═════ Text block ═════

P16625 [GKS 2017 #D] Sherlock and Matrix Game

Today, Sherlock and Watson attended a lecture in which they were introduced to matrices. Sherlock is one of those programmers who is not really interested in linear algebra, but he did come up with a problem involving matrices for Watson to solve. Sherlock has given Watson two one-dimensional arrays A and B; both have length $N$. He has asked Watson to form a matrix with $N$ rows and $N$ columns, in which the $j^\text{th}$ element in the $i^\text{th}$ row is the product of the i-th element of A and the j-th element of B. Let $(x, y)$ denote the cell of the matrix in the x-th row (numbered starting from $0$, starting from the top row) and the y-th column (numbered starting from $0$, starting from the left column). Then a submatrix is defined by bottom-left and top-right cells $(a, b)$ and $(c, d)$ respectively, with $a \ge c$ and $d \ge b$, and the submatrix consists of all cells $(i, j)$ such that $c \le i \le a$ and $b \le j \le d$. The sum of a submatrix is defined as sum of all of the cells of the submatrix. To challenge Watson, Sherlock has given him an integer $K$ and asked him to output the $K^\text{th}$ largest sum among all submatrices in Watson's matrix, with $K$ counting starting from $1$ for the largest sum. (It is possible that different values of $K$ may correspond to the same sum; that is, there may be multiple submatrices with the same sum.) Can you help Watson?

═════

### Tasks and exercises
1. List every single capital letter that the Sherlock and Matrix Game problem uses as a name for an array or a number.
2. Continue the Sherlock and Matrix Game problem from where it stops.

═════ Dataset content ═════

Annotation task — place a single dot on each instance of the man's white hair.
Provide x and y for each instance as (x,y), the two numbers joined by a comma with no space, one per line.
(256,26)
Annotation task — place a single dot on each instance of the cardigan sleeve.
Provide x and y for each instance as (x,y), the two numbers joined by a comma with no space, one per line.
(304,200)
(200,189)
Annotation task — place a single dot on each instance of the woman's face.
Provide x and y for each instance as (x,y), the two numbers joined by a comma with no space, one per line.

═════
═════ Dataset content ═════

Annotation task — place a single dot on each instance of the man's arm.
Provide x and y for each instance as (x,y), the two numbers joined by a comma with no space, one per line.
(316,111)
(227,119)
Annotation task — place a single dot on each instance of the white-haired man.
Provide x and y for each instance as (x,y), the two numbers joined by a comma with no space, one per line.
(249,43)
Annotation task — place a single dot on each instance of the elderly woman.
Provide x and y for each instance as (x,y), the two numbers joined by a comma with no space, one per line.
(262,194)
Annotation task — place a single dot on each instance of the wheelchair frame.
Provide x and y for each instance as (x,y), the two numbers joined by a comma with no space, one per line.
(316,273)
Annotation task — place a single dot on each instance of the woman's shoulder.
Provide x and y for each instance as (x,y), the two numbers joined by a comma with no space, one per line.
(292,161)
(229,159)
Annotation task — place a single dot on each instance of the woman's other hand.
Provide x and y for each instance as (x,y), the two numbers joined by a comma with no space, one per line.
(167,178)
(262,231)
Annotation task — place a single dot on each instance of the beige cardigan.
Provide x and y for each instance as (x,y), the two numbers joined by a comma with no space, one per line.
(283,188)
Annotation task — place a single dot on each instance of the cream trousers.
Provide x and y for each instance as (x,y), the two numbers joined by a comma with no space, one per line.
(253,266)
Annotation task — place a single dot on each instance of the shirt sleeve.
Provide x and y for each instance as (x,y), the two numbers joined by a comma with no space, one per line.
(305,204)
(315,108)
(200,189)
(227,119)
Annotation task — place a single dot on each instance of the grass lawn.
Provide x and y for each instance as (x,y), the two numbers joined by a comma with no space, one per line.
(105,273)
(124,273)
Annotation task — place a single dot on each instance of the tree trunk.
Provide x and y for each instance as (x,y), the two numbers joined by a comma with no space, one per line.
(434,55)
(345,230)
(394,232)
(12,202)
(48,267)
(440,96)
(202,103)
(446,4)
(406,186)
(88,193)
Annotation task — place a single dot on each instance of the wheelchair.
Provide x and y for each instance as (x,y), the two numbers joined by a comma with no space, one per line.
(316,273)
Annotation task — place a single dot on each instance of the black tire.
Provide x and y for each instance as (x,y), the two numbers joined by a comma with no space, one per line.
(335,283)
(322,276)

═════

### Answers for this exercise
1. A, B, N, K

2.
The first line of the input gives the number of test cases, $T$. $T$ test cases follow. Each test case consists of one line with nine integers $N$, $K$, $A_1$, $B_1$, $C$, $D$, $E_1$, $E_2$ and $F$. $N$ is the length of arrays $A$ and $B$; $K$ is the rank of the submatrix sum Watson has to output, $A$$_1$ and $B$$_1$ are the first elements of arrays A and B, respectively; and the other five values are parameters that you should use to generate the elements of the arrays, as follows: First define $x_1 = A_1$, $y_1 = B_1$, $r_1 = 0$, $s_1 = 0$. Then, use the recurrences below to generate $x_i$ and $y_i$ for $i = 2$ to $N$: - $x_i = (C \times x_{i-1} + D \times y_{i-1} + E_1) \pmod{F}$. - $y_i = (D \times x_{i-1} + C \times y_{i-1} + E_2) \pmod{F}$. Further, generate $r_i$ and $s_i$ for $i = 2$ to $N$ using following recurrences: - $r_i = (C \times r_{i-1} + D \times s_{i-1} + E_1) \pmod{2}$. - $s_i = (D \times r_{i-1} + C \times s_{i-1} + E_2) \pmod{2}$. We define $A_i = (-1)^{r_i} \times x_i$ and $B_i = (-1)^{s_i} \times y_i$, for all $i = 2$ to $N$.

For each test case, output one line containing `Case #x: y`, where $x$ is the test case number (starting from $1$) and $y$ is the $K^\text{th}$ largest submatrix sum in the matrix defined in the statement.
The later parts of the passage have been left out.